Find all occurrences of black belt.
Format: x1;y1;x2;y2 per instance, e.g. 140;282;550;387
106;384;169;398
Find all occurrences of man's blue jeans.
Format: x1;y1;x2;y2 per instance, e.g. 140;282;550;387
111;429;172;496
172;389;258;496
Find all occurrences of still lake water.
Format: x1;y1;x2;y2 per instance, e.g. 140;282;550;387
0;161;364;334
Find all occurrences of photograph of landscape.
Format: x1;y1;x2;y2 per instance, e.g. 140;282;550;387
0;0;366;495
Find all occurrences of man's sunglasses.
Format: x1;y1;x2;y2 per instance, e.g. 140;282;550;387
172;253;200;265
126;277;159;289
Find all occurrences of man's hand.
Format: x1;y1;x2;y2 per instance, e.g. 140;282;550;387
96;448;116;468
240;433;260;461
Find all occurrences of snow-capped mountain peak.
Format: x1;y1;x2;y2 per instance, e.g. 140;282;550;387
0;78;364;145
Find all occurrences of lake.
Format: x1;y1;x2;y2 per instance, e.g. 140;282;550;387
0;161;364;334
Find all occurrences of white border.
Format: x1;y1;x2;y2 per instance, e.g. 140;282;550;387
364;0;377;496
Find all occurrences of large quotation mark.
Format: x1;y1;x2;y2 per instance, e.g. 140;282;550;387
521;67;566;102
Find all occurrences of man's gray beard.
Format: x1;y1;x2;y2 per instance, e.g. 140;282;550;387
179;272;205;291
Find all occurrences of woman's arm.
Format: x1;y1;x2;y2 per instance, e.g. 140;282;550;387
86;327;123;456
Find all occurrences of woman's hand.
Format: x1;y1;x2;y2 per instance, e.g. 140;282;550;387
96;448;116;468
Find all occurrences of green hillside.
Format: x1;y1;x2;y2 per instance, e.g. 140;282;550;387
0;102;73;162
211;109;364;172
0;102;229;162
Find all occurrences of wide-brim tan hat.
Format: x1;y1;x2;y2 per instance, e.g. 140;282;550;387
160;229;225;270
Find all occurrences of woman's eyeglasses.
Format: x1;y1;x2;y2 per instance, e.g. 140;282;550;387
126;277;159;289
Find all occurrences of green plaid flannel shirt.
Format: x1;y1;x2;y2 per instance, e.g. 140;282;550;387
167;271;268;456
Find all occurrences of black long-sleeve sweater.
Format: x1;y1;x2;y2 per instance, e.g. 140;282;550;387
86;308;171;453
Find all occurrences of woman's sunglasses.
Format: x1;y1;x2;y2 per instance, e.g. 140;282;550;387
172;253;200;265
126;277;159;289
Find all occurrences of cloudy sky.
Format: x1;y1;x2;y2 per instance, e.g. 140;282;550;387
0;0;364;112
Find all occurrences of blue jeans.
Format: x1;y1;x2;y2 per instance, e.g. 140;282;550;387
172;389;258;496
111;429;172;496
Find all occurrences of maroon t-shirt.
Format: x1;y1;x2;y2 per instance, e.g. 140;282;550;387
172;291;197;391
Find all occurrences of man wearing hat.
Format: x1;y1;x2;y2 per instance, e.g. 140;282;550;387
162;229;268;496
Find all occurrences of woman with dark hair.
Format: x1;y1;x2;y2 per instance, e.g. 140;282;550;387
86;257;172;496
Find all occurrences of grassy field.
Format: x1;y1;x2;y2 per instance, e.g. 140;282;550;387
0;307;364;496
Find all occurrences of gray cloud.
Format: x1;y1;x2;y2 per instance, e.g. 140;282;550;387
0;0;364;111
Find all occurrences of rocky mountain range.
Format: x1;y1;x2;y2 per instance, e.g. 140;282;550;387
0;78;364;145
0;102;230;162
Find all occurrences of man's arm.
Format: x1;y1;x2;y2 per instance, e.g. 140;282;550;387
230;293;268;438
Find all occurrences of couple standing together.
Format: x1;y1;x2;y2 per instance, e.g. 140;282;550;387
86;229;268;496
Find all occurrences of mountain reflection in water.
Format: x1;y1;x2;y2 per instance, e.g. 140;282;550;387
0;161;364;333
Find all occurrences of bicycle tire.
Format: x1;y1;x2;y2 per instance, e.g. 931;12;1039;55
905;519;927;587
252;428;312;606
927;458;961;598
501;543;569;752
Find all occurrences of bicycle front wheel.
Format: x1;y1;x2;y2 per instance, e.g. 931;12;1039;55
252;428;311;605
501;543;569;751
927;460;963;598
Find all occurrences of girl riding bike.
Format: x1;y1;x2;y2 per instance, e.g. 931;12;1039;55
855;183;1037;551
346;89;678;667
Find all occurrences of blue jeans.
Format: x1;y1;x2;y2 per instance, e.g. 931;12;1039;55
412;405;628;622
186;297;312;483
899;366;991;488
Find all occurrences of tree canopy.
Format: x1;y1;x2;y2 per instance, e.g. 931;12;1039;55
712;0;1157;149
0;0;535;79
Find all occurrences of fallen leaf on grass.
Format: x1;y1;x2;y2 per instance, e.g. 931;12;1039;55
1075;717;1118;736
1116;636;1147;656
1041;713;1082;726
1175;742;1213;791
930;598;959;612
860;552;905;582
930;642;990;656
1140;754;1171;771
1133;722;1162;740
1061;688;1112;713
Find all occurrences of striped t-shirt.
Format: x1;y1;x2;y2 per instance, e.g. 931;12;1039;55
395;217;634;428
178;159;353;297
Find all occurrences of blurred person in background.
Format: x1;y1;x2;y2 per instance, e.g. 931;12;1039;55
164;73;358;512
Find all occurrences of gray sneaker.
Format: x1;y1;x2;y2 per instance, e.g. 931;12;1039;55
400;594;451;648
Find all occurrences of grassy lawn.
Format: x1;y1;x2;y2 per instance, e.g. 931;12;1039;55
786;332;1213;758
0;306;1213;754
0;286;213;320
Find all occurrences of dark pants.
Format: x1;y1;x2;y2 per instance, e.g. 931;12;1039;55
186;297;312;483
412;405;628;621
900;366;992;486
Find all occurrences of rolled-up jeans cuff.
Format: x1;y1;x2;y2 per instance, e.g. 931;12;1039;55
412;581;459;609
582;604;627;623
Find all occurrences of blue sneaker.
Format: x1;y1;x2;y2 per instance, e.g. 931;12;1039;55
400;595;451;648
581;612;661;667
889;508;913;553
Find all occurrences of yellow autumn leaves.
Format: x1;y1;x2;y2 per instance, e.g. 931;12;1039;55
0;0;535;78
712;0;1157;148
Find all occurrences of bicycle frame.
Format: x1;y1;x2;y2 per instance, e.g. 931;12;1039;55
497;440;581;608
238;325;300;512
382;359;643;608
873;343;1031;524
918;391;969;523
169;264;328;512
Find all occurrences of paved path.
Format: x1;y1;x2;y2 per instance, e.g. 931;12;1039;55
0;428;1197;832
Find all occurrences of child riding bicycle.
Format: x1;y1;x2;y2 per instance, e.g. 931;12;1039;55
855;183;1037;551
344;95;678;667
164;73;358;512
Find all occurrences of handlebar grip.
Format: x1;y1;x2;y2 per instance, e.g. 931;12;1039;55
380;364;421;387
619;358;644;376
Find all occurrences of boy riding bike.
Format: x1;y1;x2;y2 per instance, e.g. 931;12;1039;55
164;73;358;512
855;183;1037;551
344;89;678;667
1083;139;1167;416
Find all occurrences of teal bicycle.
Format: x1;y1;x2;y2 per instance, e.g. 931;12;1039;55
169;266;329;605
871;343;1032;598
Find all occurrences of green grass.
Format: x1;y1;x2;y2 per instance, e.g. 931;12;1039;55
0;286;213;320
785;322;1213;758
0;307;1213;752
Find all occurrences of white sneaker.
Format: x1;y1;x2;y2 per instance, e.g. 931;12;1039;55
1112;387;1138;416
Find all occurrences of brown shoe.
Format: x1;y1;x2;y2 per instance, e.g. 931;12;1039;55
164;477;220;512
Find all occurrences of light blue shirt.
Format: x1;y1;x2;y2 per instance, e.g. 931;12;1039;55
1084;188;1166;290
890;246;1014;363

※

Return the listing above word for word.

Find all occurrences of black belt.
Format: x1;y1;x2;y2 per instance, e.g. 140;282;550;387
106;384;169;398
Find all occurrences of man's blue jeans.
Format: x1;y1;x2;y2 per instance, e.g. 140;282;550;387
111;429;172;496
172;389;258;496
Find all occurrences of still lake water.
Format: x1;y1;x2;y2 per instance, e.g. 140;282;550;387
0;161;364;334
Find all occurrences of photograph of landscape.
Format: x1;y1;x2;y2 per instance, e.g. 140;282;550;387
0;0;366;495
Find all occurrences of man's sunglasses.
Format: x1;y1;x2;y2 per instance, e.g. 140;282;550;387
172;253;200;265
126;277;159;289
Find all occurrences of man's hand.
Format: x1;y1;x2;y2 per instance, e.g. 140;282;550;387
96;448;116;468
240;433;260;461
Find all occurrences of snow-capped mountain peak.
Format: x1;y1;x2;y2 per instance, e.g. 140;282;550;387
0;78;364;145
Find all occurrences of lake.
Format: x1;y1;x2;y2 per instance, e.g. 140;282;550;387
0;161;364;334
Find all occurrences of white border.
Format: x1;y1;x2;y2 per instance, e.g. 140;282;550;387
364;0;377;496
Find all occurrences of large quotation mark.
Format: x1;y1;x2;y2 per instance, e.g. 140;282;550;387
521;67;566;102
Find all occurrences of man's gray beard.
Format: x1;y1;x2;y2 per instance, e.g. 140;282;550;387
179;272;205;291
Find all occurrences of woman's arm.
Format: x1;y1;x2;y2 per instance, e.g. 140;282;550;387
86;327;123;456
Find all occurrences of woman's hand.
Format: x1;y1;x2;y2 per instance, e.g. 140;282;550;387
96;448;116;468
Find all occurrences of green hillside.
Format: x1;y1;x2;y2 per instance, e.g. 140;282;550;387
0;102;73;162
211;109;364;172
0;102;229;162
Find all occurrences of wide-brim tan hat.
Format: x1;y1;x2;y2 per instance, e.g. 140;282;550;387
160;229;225;270
Find all occurrences of woman's eyeglasses.
Format: x1;y1;x2;y2 per instance, e.g. 140;282;550;387
126;277;159;289
Find all occurrences of green plaid flannel shirt.
Format: x1;y1;x2;y2 per instance, e.g. 140;282;550;387
167;271;268;456
Find all occurrences of black long-sleeve sweater.
Format: x1;y1;x2;y2 per instance, e.g. 140;282;550;387
86;308;171;453
Find all occurrences of woman's sunglasses.
Format: x1;y1;x2;y2 per instance, e.g. 140;282;550;387
172;253;200;265
126;277;159;289
Find all occurrences of cloudy sky.
Format: x1;y1;x2;y2 per instance, e.g. 140;282;550;387
0;0;364;112
Find all occurrences of blue jeans.
Format: x1;y1;x2;y2 per instance, e.g. 140;282;550;387
172;389;258;496
111;429;172;496
Find all occurrences of maroon t-shirt.
Format: x1;y1;x2;y2 per instance, e.g. 140;282;550;387
172;291;197;391
Find all occurrences of man wearing hat.
Format: x1;y1;x2;y2 per instance, e.g. 140;282;550;387
162;229;268;496
Find all occurrences of woman with dark hair.
Format: x1;y1;x2;y2 per instance, e.g. 140;282;550;387
86;257;172;496
Find all occurrences of grassy field.
Format: x1;y1;x2;y2 per instance, e.g. 140;282;550;387
0;307;364;496
Find all occurrences of gray cloud.
Format: x1;y1;x2;y2 per instance, e.g. 140;282;550;387
0;0;364;111
Find all occurrences of rocky mountain range.
Format: x1;y1;x2;y2 per instance, e.g. 140;282;550;387
0;78;364;145
0;102;230;162
Find all occurrences of man's arm.
Format: x1;y1;x2;y2 per instance, e.g. 140;282;550;387
230;293;268;438
Find all occurrences of couple standing together.
Format: x1;y1;x2;y2 per instance, e.g. 140;282;550;387
86;229;268;496
Find all occurrences of mountain reflection in water.
Format: x1;y1;x2;y2 per instance, e.g. 140;282;550;387
0;161;364;333
Find all occurrences of bicycle tire.
Format: x1;y1;x2;y2 per instance, e.g. 931;12;1039;55
905;519;927;587
252;428;312;606
927;458;961;598
501;543;569;752
Find all occurrences of bicycle front wheel.
Format: x1;y1;x2;y2 per instance, e.g. 931;12;1039;55
252;428;311;605
501;543;569;751
927;460;963;598
Find all occurrences of girl riding bike.
Format: x1;y1;x2;y2 per instance, e.g. 931;12;1039;55
855;183;1037;551
346;89;678;667
Find all occurrences of blue jeans.
Format: x1;y1;x2;y2 per instance, e.g. 931;12;1039;55
412;405;628;622
186;297;312;483
899;366;991;488
Find all occurrences of tree canopy.
Format: x1;y1;x2;y2 per instance, e.g. 931;12;1039;55
712;0;1157;149
0;0;535;79
Find all occurrences of fallen leaf on grass.
Format: x1;y1;x2;y2 per instance, e.g. 931;12;1039;55
1075;717;1118;736
1116;636;1147;656
1041;713;1082;726
1175;742;1213;791
930;598;959;612
860;552;905;582
930;642;990;656
1140;754;1171;771
1133;722;1162;740
1061;688;1112;713
Find all occurrences of striped t-shirt.
Format: x1;y1;x2;y2 per instance, e.g. 931;12;1039;55
395;217;634;428
178;159;353;297
Find all occurrences of blurred person in background.
Format: x1;y1;x2;y2 per instance, e.g. 931;12;1039;55
164;73;358;512
Find all occurrences of gray sneaker.
Format: x1;y1;x2;y2 per instance, e.g. 931;12;1039;55
400;594;451;648
Find all occurrences of grassy lawn.
Format: x1;y1;x2;y2 per instance, e.g. 931;12;1039;55
786;332;1213;758
0;306;1213;754
0;286;213;320
Find all occurrences of dark pants.
Format: x1;y1;x2;y2 per instance, e.g. 931;12;1039;55
186;297;312;483
412;405;628;621
900;366;992;486
Find all occurrences of rolled-up jeans cuff.
Format: x1;y1;x2;y2 per instance, e.g. 931;12;1039;55
412;581;459;609
582;604;627;623
Find all occurrences of blue sneaker.
Format: x1;y1;x2;y2 per instance, e.g. 931;12;1039;55
400;595;451;648
581;612;661;667
889;508;913;553
Find all occurrences of yellow autumn leaves.
Format: x1;y1;x2;y2 per instance, e.g. 931;12;1039;55
0;0;535;78
712;0;1157;148
Find all occurrences of bicycle frame.
Format: x1;y1;x2;y2 per instance, e.g. 931;12;1039;55
497;440;581;608
238;325;300;512
382;359;643;608
873;343;1031;524
918;391;969;523
169;264;328;512
Find all occurrences of paved path.
Format: x1;y1;x2;y2 per instance, e.g. 931;12;1039;55
0;428;1197;832
Find all occurrences of child riding bicycle.
Format: x1;y1;x2;y2 per instance, e.g. 931;12;1039;55
855;183;1037;551
344;95;678;667
164;73;358;512
Find all occurrences of handlebar grip.
Format: x1;y1;x2;y2 per instance, e.g. 931;12;1039;55
380;364;421;387
619;358;644;376
Find all occurrences of boy riding bike.
Format: x1;y1;x2;y2 per instance, e.g. 931;12;1039;55
164;73;358;512
855;183;1037;551
344;89;678;667
1083;139;1167;416
Find all occurrences of teal bicycle.
Format: x1;y1;x2;y2 per instance, e.g. 931;12;1039;55
169;266;329;605
871;343;1032;598
Find all occurrences of green grass.
Format: x1;y1;x2;y2 per instance, e.g. 931;12;1039;55
0;286;213;320
785;322;1213;758
0;307;1213;752
Find all occurrences of white sneaker.
Format: x1;y1;x2;y2 per instance, e.g. 931;12;1039;55
1112;387;1138;416
Find all occurrences of brown shoe.
Format: x1;y1;x2;y2 per instance, e.g. 931;12;1039;55
164;477;220;512
Find all occurrences of light blue shirt.
Format: x1;y1;x2;y2 per instance, e.g. 931;12;1039;55
1084;188;1166;290
890;246;1014;363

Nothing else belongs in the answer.